Reproduce every line below verbatim, omitting the pictures.

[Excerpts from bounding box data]

============

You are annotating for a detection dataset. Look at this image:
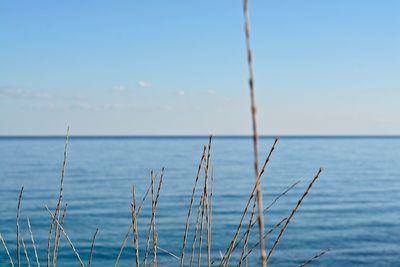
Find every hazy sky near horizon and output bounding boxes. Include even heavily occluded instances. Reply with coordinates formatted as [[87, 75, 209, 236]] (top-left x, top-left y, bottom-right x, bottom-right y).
[[0, 0, 400, 135]]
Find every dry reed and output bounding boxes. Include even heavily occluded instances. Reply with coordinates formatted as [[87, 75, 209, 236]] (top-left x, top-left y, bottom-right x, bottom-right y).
[[189, 195, 203, 267], [53, 203, 68, 266], [197, 135, 212, 267], [0, 233, 14, 267], [300, 249, 330, 267], [26, 218, 40, 267], [219, 138, 278, 266], [267, 169, 322, 261], [45, 205, 85, 267], [114, 179, 151, 267], [47, 127, 69, 267], [243, 0, 267, 267], [242, 218, 288, 266], [16, 187, 24, 267], [132, 186, 139, 267], [88, 228, 99, 267], [180, 145, 206, 267], [21, 236, 31, 267]]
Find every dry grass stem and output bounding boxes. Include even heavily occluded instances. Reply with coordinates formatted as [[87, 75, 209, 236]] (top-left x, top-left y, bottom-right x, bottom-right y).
[[157, 245, 181, 260], [242, 218, 287, 266], [45, 205, 85, 267], [114, 180, 155, 267], [21, 236, 31, 267], [267, 169, 322, 261], [207, 169, 214, 267], [47, 127, 69, 267], [197, 135, 212, 267], [88, 228, 99, 267], [243, 0, 267, 267], [143, 171, 154, 267], [26, 218, 40, 267], [143, 168, 164, 266], [189, 198, 203, 267], [0, 234, 14, 267], [180, 146, 206, 267], [16, 187, 24, 267], [300, 249, 330, 267], [219, 138, 278, 266], [132, 186, 139, 267], [53, 203, 68, 266]]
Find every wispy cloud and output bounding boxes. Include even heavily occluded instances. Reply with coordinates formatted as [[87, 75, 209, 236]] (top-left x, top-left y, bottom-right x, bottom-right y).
[[0, 86, 50, 99], [137, 81, 153, 88], [112, 85, 128, 92], [102, 103, 125, 110], [70, 102, 94, 110]]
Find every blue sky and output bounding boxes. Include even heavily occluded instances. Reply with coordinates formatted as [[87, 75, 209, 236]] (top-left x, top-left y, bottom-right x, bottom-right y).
[[0, 0, 400, 135]]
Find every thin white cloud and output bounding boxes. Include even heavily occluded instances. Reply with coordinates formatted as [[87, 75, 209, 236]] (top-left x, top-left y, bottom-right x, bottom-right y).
[[0, 86, 50, 99], [112, 85, 128, 92], [103, 103, 125, 110], [71, 102, 94, 110], [138, 81, 153, 88]]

============

- EXERCISE OUTPUT
You are annotating for a detection dataset. Look at this image:
Find every hazy sky near horizon and output bounding boxes. Include even heavily occluded instances. Reply with coordinates formatted as [[87, 75, 209, 236]] (top-left x, top-left y, bottom-right x, bottom-right y).
[[0, 0, 400, 135]]
Find every dry reed and output bounding boxes. Include even heavily occluded instances. Reply with coordinates formatted as [[87, 75, 209, 236]] (top-left x, top-left y, bottom-right x, bottom-right y).
[[189, 195, 203, 267], [53, 203, 68, 266], [197, 135, 212, 267], [0, 233, 14, 267], [300, 249, 330, 267], [26, 218, 40, 267], [219, 138, 278, 266], [267, 169, 322, 261], [45, 205, 85, 267], [114, 179, 151, 267], [47, 127, 69, 267], [243, 0, 267, 267], [242, 218, 288, 266], [16, 187, 24, 267], [132, 186, 139, 267], [88, 228, 99, 267], [180, 145, 206, 267], [21, 236, 31, 267]]
Find every dry grass stem and output bounding boxes. Include even heavily occluded instances. Reply with coordinates formatted as [[87, 75, 209, 236]] (top-left x, top-left y, bottom-right x, bottom-right y).
[[157, 245, 181, 260], [242, 218, 287, 266], [45, 205, 85, 267], [114, 180, 155, 267], [21, 236, 31, 267], [267, 169, 322, 261], [207, 169, 214, 267], [47, 127, 69, 267], [197, 135, 212, 267], [88, 228, 99, 267], [243, 0, 267, 267], [143, 171, 154, 267], [26, 218, 40, 267], [143, 168, 164, 266], [189, 198, 203, 267], [0, 234, 14, 267], [180, 146, 206, 267], [16, 187, 24, 267], [300, 249, 330, 267], [219, 138, 278, 266], [132, 186, 139, 267], [53, 203, 68, 266]]
Find every wispy cloud and output bounding boxes. Include even heavily occluded instances. Reply with coordinates formatted as [[87, 75, 209, 236]] (top-left x, top-left y, bottom-right x, bottom-right y).
[[0, 86, 50, 99], [137, 81, 153, 88], [112, 85, 128, 92], [102, 103, 125, 110], [70, 102, 94, 110]]
Find every blue sky and output bounding boxes. Include even heavily occluded instances. Reply with coordinates formatted as [[87, 75, 209, 236]] (top-left x, top-left y, bottom-right x, bottom-right y).
[[0, 0, 400, 135]]
Find every thin white cloud and output bounding boxes. Include even heavily occluded instances. Reply with coordinates formatted as [[87, 75, 209, 236]] (top-left x, top-left y, bottom-right x, bottom-right y).
[[0, 86, 50, 99], [112, 85, 128, 92], [103, 103, 125, 110], [71, 102, 94, 110], [138, 81, 153, 88]]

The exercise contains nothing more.